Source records
════════

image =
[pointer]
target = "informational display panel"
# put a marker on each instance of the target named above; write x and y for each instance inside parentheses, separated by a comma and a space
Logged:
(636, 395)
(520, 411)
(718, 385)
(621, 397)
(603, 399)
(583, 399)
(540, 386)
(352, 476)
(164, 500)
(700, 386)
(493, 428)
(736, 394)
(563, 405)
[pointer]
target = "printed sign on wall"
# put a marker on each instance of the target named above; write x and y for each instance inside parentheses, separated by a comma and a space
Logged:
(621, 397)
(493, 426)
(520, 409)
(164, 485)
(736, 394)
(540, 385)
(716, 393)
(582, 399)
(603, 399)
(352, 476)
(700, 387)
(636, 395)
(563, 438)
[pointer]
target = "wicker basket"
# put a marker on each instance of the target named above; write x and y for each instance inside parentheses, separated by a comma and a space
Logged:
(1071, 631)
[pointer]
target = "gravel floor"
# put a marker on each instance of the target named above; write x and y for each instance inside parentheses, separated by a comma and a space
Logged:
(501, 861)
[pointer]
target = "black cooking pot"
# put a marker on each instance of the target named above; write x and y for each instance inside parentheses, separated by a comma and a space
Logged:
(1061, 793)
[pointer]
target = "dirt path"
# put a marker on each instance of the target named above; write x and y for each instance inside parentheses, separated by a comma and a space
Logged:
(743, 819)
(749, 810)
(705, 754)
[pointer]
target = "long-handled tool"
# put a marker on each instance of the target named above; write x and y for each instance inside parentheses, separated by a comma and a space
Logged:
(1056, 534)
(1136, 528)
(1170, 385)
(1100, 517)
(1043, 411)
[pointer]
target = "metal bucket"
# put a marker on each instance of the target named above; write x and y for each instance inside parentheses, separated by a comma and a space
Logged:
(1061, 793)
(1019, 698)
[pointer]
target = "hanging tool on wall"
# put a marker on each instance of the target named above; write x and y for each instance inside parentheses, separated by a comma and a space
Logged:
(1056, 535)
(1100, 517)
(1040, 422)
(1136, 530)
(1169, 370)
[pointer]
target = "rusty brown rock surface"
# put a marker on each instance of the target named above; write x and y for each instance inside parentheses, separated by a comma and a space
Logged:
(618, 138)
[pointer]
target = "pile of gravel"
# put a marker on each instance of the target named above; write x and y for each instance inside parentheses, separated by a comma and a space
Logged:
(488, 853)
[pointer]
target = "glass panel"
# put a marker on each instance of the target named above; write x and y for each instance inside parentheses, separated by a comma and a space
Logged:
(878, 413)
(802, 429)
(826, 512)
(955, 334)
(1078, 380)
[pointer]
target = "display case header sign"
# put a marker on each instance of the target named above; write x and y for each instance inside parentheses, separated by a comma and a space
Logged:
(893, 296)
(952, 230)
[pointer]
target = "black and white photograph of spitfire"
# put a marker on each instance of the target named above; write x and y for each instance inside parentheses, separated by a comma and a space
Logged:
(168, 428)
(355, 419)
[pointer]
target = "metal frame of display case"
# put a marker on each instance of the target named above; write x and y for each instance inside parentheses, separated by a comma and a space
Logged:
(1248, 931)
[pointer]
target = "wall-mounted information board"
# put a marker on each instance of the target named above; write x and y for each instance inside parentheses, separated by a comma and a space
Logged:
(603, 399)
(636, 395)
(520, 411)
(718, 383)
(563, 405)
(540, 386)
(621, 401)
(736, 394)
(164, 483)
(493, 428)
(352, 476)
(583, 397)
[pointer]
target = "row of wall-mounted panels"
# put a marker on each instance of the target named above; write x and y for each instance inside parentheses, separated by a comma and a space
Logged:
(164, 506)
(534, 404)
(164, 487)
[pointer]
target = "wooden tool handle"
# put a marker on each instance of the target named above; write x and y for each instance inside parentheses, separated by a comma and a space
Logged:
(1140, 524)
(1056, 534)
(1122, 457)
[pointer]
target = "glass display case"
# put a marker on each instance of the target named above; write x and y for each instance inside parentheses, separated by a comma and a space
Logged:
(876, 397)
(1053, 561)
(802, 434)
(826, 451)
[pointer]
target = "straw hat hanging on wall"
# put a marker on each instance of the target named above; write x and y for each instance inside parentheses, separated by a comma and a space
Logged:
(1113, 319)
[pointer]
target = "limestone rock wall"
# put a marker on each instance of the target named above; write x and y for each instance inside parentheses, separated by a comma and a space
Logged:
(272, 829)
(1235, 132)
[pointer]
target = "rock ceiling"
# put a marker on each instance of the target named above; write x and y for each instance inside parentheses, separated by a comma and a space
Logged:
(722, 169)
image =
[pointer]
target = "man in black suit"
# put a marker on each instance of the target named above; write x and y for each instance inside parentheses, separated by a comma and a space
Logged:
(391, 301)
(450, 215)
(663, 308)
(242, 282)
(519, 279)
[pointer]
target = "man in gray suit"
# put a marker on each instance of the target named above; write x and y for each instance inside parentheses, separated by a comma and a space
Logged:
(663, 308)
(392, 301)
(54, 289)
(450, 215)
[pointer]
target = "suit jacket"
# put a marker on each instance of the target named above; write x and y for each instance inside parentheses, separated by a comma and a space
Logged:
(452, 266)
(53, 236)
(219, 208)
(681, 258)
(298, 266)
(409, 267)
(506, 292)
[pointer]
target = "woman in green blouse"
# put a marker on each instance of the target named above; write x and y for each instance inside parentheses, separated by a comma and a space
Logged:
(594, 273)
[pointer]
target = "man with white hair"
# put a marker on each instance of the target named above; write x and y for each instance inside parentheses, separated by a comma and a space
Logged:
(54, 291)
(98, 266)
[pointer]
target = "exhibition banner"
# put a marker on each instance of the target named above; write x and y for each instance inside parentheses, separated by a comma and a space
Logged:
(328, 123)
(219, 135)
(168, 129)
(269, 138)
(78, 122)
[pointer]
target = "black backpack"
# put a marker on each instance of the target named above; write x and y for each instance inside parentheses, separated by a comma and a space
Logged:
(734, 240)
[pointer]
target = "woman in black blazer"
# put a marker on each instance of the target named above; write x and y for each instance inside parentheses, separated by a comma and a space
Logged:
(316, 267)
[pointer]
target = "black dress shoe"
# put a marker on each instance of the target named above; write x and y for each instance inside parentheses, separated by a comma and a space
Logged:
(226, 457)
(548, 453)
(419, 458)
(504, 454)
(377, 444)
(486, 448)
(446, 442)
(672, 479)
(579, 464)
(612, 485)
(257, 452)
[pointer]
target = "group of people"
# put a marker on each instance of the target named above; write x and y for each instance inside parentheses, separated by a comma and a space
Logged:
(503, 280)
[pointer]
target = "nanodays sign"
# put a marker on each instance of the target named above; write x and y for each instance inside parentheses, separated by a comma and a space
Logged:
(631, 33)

════════

TO DO>
Transcribe, exactly and completely, all of the entries.

EXERCISE ANSWER>
image =
[pointer]
target = "informational display panel"
# put a marker on each instance of the target named above; write x and y for each instance inside parentheses, separated by a comma and a space
Logged:
(636, 395)
(520, 411)
(718, 385)
(621, 397)
(603, 399)
(583, 399)
(540, 386)
(352, 476)
(164, 500)
(700, 386)
(493, 428)
(736, 394)
(563, 405)
[pointer]
target = "printed sign on wall"
# put a marker on each instance of the target named above; write x and y for each instance inside parentheses, separated by a comma and a space
Logged:
(621, 397)
(493, 426)
(520, 409)
(164, 485)
(736, 394)
(540, 385)
(716, 393)
(582, 399)
(603, 399)
(352, 476)
(700, 387)
(636, 395)
(563, 438)
[pointer]
target = "wicker basket"
# put a marker on each instance of the target named above; write x and y for each instance inside parentheses, separated by a comma and a space
Logged:
(1071, 631)
[pointer]
target = "gravel floor"
# put a marker on each instance of the target named above; write x and y for each instance inside parentheses, separated by a comma and a space
Logged:
(501, 861)
[pointer]
target = "black cooking pot"
# put a marker on each instance of the target named above; write x and y for each instance inside parentheses, separated by a comma and a space
Logged:
(1061, 793)
[pointer]
target = "dirt path"
# put a marker on each instance of the target named above; write x and y for each instance inside parentheses, separated by a comma and a space
Logged:
(743, 819)
(749, 810)
(705, 754)
[pointer]
target = "long-handled tool"
# put a marker on each instance of the target named above; write x and y for each instance inside parentheses, separated by a comma and a space
Logged:
(1056, 534)
(1136, 528)
(1170, 385)
(1100, 517)
(1043, 411)
[pointer]
target = "metal bucket"
# put a marker on each instance of the target named above; write x and y for each instance inside parentheses, separated by a comma and a space
Logged:
(1061, 793)
(1019, 698)
[pointer]
target = "hanging tool on wall"
# put a marker on each instance of the target named above; write x and y for each instance inside parentheses, separated by a comma and a space
Logged:
(1056, 535)
(1100, 517)
(1040, 422)
(1136, 530)
(1169, 370)
[pointer]
target = "rusty brown rock surface"
# put a marker on each instance of the target named above; write x and y for each instance inside parentheses, separated by a comma and a space
Logged:
(618, 138)
[pointer]
target = "pile of gravel"
# put a marker on each instance of the target named above; write x and y for each instance inside parentheses, separated by a comma and a space
Logged:
(488, 853)
[pointer]
target = "glass panel"
# put a marker on each instance of the target named above; write x and y for each instance inside parentheses, separated by a comma and a space
Logged:
(878, 413)
(802, 429)
(826, 512)
(955, 334)
(1078, 380)
[pointer]
target = "display case header sign"
# put a marker on each instance of the target named above; write x and y for each instance inside parentheses, separated by a comma and a space
Logged:
(893, 296)
(952, 230)
[pointer]
target = "black and white photograph of spitfire"
# put a marker on each instance of the target named above; write x and y for each instance inside parentheses, separated by a comma and a space
Logged:
(168, 428)
(355, 419)
[pointer]
target = "metal frame of display case"
# put a marker on each instance of the target named above; write x and y for each instance inside parentheses, separated by a comma and a space
Logged:
(1248, 931)
[pointer]
target = "wall-mounted information board"
# put a marker on each instance of the target named above; write x and y for each instance inside parentheses, separated by a comma and a space
Logged:
(603, 399)
(636, 395)
(520, 411)
(718, 383)
(563, 405)
(540, 386)
(621, 401)
(736, 394)
(164, 483)
(493, 428)
(352, 476)
(583, 397)
[pointer]
target = "row of wall-mounted panels"
# put a marker on each instance of the target named above; write x and y for each instance inside parentheses, separated by a comma and a space
Logged:
(164, 506)
(534, 404)
(164, 487)
[pointer]
target = "wooden tool handle"
# put a marker on each instance of the target named above; write x and y for each instance inside parentheses, separated by a comma and a space
Logged:
(1140, 524)
(1056, 534)
(1122, 457)
[pointer]
target = "glass display case"
# put a marker on each instance of the target named above; write x and y for each instance inside parentheses, separated by a comma and a space
Logged:
(876, 397)
(1053, 561)
(802, 434)
(826, 451)
[pointer]
target = "straw hat hanging on wall"
# put a marker on each instance of the target named above; write x and y for each instance inside parentheses, separated by a comma and a space
Logged:
(1113, 319)
[pointer]
target = "limestone rock wall"
# put a marker on each instance of the target named above; write x and y for each instance inside parentheses, separated by a comma and a space
Logged:
(272, 829)
(1235, 132)
[pointer]
target = "rock ceiling"
# put a marker on each instance of the target named above; write x and y for each instance inside parentheses, separated by a comma and a space
Logged:
(722, 169)
image =
[pointer]
target = "man in black suit"
# put a marker on each instance of the target named above; write x and y for each instance inside parentheses, separated by a comma and a space
Logged:
(391, 301)
(450, 215)
(663, 308)
(242, 282)
(519, 279)
[pointer]
target = "man in gray suit"
# put a marker on each instance of the target named above; write x and y for each instance inside parentheses, separated by a comma and a space
Logged:
(663, 308)
(392, 301)
(54, 289)
(450, 215)
[pointer]
target = "suit jacket"
# put a marker on each instance of the target named above; write x and y for each instance inside parentheses, separated by a comma and a space
Logged:
(452, 266)
(53, 236)
(219, 208)
(681, 258)
(298, 266)
(409, 267)
(506, 292)
[pointer]
target = "woman in green blouse"
# put a marker on each instance of the target named above; write x and y for each instance inside parentheses, separated by a comma and a space
Logged:
(594, 273)
[pointer]
target = "man with white hair"
# put a marker on each instance of the target named above; write x and y for each instance inside parentheses, separated by a comma and a space
Logged:
(54, 291)
(98, 266)
[pointer]
target = "exhibition banner"
# put a marker on each instance of the target named above; write x and y for each instance inside parentheses, separated by a comma and a space
Logged:
(328, 123)
(219, 135)
(168, 129)
(269, 138)
(78, 122)
[pointer]
target = "black backpack"
# put a marker on each instance of the target named above; write x and y for each instance inside parentheses, separated by a comma and a space
Logged:
(734, 240)
[pointer]
target = "woman in black blazer"
# put a marker on each instance of the target named above; write x and y for each instance inside parentheses, separated by a comma and a space
Logged:
(316, 267)
[pointer]
target = "black dress shoe"
# put a marker on each instance of the target named above; write x and y for each instance inside parentheses, separated by a comma and a space
Logged:
(226, 457)
(548, 453)
(419, 458)
(504, 454)
(377, 444)
(486, 448)
(446, 442)
(672, 479)
(579, 464)
(612, 485)
(257, 452)
[pointer]
target = "group of people"
# put a marker on each instance of the target named above; write x and y for each instance inside parentheses, separated by a comma and a space
Logged:
(503, 280)
[pointer]
target = "nanodays sign"
# put a marker on each instance of the target named above; write x and y for each instance inside parentheses, separated by a comma and a space
Logged:
(631, 33)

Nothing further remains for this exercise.